> _Exercise details_: Retype exactly the stretch of lines that begins at the line containing "sample: [926, 993]." and ends at the last line of the data, with no other lines.

> _Rows from a dataset_:
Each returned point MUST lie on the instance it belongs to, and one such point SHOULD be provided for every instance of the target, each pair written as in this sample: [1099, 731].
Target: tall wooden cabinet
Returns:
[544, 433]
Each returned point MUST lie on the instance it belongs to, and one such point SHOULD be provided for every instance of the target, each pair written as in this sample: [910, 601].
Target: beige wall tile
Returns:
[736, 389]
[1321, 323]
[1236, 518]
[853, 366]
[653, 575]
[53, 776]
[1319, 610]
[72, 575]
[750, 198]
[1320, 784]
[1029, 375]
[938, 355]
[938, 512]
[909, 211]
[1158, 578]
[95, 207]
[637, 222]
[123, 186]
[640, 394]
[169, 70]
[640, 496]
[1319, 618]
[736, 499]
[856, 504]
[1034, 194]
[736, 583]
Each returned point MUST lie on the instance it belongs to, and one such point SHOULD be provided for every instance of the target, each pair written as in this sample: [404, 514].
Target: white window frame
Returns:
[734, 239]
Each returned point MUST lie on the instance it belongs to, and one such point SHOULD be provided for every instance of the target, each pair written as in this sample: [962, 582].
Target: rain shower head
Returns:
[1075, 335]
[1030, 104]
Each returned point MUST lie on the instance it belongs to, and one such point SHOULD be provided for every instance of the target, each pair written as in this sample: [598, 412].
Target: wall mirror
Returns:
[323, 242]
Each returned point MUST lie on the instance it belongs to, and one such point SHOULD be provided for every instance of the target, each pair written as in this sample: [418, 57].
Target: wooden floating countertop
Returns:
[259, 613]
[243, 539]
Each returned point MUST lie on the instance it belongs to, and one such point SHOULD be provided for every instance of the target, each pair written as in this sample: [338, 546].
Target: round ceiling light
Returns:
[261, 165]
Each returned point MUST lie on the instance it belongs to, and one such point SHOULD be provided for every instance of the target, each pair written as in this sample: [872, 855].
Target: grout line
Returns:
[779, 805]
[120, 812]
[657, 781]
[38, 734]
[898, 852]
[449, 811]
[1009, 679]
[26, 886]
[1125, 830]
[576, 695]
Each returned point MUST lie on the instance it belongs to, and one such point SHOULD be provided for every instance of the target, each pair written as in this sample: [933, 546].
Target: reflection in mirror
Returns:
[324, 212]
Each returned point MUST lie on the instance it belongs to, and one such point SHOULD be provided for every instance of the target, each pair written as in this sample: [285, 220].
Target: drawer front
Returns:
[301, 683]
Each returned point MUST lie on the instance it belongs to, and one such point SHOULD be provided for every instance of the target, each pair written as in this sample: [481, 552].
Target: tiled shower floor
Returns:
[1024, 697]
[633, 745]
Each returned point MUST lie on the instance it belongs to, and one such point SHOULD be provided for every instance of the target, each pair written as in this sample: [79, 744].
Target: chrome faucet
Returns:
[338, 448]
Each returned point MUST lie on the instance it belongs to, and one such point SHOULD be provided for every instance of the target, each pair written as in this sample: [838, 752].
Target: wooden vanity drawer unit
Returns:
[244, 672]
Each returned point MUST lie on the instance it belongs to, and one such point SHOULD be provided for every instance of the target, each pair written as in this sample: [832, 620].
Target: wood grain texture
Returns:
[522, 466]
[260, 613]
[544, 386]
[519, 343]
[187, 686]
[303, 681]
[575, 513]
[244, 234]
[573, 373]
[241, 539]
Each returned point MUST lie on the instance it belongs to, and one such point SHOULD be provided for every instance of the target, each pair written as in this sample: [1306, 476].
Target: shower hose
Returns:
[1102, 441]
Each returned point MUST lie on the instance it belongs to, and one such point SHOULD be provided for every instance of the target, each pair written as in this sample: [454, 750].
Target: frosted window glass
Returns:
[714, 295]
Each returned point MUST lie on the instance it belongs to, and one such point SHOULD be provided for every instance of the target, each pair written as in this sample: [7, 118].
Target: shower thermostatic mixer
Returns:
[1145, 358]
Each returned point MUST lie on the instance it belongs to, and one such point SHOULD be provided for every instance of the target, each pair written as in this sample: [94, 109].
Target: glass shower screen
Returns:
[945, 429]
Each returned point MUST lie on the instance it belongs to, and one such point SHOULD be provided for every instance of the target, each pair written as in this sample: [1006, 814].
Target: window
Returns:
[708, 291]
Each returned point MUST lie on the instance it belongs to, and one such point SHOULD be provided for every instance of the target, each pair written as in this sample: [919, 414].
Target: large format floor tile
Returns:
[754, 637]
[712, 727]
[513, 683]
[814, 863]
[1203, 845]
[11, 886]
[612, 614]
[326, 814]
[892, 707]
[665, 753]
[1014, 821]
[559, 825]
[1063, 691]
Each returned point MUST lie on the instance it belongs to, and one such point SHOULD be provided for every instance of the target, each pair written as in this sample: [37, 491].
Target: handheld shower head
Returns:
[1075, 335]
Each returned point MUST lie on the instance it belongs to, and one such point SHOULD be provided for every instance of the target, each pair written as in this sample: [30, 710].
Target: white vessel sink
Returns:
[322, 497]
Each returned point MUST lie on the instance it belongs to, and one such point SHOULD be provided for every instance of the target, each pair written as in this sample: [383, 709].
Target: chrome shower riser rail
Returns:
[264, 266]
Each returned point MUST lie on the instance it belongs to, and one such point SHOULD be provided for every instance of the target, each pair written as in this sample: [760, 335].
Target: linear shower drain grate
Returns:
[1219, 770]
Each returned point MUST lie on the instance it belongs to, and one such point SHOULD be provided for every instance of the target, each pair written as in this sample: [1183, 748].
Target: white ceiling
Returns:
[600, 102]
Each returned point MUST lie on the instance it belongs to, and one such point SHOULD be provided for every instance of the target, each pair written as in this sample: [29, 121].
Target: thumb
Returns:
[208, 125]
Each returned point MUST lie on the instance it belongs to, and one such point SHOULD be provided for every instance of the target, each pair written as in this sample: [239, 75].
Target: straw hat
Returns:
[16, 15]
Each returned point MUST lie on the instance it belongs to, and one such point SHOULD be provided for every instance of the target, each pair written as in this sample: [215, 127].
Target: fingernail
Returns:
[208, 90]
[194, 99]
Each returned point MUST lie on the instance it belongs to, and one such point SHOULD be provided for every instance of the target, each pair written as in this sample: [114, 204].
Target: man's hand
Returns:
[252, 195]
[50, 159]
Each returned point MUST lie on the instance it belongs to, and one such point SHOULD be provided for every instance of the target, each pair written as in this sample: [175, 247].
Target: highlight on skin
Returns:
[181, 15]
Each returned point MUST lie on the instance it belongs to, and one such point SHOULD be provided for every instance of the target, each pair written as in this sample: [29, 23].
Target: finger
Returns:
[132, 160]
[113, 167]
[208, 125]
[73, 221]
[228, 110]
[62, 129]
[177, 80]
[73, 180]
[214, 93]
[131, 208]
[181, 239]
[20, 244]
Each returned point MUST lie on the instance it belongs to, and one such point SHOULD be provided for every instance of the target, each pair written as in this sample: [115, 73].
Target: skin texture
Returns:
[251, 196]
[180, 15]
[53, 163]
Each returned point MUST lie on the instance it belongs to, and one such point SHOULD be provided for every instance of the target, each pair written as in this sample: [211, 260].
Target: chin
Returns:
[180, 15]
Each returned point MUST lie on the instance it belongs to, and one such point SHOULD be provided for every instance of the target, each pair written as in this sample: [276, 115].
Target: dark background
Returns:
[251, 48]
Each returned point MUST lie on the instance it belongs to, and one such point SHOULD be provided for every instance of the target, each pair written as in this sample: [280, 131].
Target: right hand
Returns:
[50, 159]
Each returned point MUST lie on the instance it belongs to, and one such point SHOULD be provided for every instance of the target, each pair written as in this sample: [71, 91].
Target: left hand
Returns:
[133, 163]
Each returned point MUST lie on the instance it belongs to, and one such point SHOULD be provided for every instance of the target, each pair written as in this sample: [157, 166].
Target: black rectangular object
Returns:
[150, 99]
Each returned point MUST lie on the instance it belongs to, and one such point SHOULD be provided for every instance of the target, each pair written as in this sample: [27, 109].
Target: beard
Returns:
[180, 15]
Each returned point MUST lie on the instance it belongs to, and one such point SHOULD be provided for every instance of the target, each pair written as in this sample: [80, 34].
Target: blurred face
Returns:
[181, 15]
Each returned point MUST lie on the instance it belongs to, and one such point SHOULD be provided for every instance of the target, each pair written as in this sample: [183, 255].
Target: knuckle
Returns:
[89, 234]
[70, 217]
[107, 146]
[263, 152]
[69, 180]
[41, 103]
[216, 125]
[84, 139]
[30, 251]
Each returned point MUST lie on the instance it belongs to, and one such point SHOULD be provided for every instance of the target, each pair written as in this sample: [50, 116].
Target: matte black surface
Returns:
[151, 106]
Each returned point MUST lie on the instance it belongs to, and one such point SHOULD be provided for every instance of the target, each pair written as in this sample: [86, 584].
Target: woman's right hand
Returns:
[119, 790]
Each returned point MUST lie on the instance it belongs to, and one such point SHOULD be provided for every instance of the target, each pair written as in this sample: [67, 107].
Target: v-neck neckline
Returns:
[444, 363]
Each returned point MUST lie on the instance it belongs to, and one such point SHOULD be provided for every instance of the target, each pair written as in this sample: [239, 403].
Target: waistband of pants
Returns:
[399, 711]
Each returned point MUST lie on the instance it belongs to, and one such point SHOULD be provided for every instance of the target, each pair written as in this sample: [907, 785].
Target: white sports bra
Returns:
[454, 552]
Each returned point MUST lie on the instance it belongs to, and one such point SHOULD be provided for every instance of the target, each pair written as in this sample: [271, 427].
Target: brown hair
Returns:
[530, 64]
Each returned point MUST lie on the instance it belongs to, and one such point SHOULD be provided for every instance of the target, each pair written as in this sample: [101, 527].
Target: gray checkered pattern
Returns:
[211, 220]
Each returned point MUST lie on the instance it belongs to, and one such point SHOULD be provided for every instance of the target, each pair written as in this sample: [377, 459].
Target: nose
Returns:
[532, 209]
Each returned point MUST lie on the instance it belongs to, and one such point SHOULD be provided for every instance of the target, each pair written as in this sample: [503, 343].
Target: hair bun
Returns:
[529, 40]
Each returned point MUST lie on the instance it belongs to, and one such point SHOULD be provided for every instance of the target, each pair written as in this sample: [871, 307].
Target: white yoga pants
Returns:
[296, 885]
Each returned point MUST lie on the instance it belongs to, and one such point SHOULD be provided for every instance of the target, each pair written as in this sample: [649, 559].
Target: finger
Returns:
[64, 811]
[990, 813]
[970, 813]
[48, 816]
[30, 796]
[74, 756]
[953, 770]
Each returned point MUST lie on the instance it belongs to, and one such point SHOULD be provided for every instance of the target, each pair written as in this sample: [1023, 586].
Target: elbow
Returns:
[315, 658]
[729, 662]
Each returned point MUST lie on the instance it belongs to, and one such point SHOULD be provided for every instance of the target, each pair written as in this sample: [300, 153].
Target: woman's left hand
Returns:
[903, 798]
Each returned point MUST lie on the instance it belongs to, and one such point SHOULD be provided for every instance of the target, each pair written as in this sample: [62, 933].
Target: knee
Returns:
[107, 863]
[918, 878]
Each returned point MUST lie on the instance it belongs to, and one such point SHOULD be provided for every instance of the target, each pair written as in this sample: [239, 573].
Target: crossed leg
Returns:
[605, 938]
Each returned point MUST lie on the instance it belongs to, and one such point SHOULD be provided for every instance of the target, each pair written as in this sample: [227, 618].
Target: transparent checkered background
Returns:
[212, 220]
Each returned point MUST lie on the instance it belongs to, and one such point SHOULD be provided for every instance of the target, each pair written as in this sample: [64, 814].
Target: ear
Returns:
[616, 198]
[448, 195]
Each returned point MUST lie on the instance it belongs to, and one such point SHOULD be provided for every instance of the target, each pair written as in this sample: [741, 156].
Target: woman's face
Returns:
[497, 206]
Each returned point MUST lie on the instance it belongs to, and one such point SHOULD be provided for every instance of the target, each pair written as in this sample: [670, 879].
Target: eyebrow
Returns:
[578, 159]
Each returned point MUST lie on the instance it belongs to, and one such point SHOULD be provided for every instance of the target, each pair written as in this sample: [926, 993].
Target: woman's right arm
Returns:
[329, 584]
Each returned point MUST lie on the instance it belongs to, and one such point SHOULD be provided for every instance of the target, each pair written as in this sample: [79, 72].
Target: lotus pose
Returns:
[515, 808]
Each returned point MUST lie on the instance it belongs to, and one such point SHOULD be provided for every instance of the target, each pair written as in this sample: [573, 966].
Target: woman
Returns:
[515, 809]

> _Final answer_:
Each returned point MUST lie on the instance it belongs to, and one such point SHOULD be provided for every instance of the target, each pair written as in this sample: [926, 993].
Target: woman's right arm
Returns:
[329, 584]
Each returned point MUST lie on the instance it belongs to, and one such point SHOULD be provided for every instance of the target, each pair written as in this sample: [79, 72].
Target: lotus pose
Returns:
[515, 808]
Each returned point MUST lie on the instance it belongs to, and one such point SHOULD be provided for every instance of the target, each pair written as in this sample: [573, 966].
Target: woman
Returns:
[515, 809]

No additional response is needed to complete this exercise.